Please switch "instance" to "occurrence" in the material, beginning at the line that has "Could you kindly segment every instance of the <item>underwater" and stopping after the line that has "8 70 L 19 98". Give back only those lines, with nothing else changed.

★ ★ ★ ★ ★ ★ ★

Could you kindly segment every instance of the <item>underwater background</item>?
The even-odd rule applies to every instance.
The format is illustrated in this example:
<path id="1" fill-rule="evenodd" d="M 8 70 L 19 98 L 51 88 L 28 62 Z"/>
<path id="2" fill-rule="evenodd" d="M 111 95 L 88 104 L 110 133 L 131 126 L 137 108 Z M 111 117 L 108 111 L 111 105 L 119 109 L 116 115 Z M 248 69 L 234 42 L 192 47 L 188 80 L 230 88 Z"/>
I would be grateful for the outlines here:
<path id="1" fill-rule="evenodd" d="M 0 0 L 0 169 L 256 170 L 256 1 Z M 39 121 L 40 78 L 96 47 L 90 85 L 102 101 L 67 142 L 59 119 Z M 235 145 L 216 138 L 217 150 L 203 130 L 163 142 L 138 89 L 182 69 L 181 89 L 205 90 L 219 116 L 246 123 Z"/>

★ ★ ★ ★ ★ ★ ★

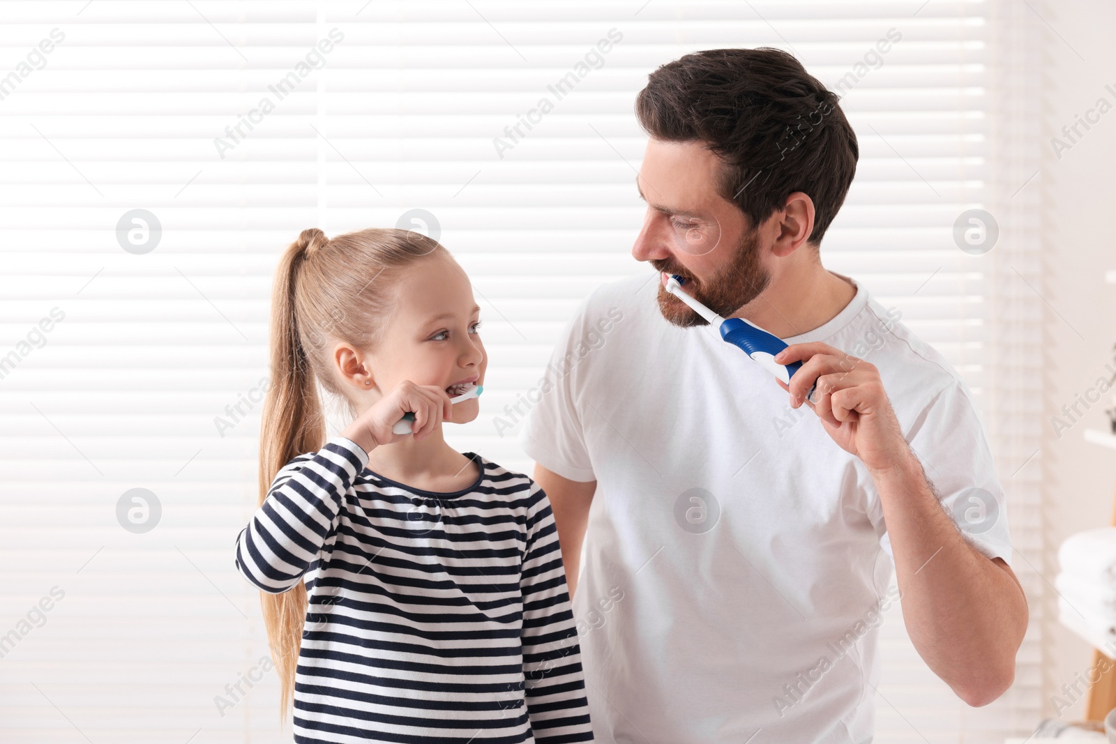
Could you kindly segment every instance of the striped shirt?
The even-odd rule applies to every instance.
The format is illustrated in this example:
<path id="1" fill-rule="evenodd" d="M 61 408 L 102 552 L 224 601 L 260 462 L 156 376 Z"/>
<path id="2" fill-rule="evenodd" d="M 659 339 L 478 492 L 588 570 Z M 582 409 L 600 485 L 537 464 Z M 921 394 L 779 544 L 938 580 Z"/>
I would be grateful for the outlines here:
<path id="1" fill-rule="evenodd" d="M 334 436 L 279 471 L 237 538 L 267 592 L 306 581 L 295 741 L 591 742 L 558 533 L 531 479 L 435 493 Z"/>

★ ★ ★ ★ ★ ★ ★

◆ **The result**
Could you kindly segment every occurrence of the <item>underwater background</item>?
The even-odd rule applies to every occurrence.
The format is illustrated in this example:
<path id="1" fill-rule="evenodd" d="M 8 70 L 19 98 L 51 88 L 28 62 Z"/>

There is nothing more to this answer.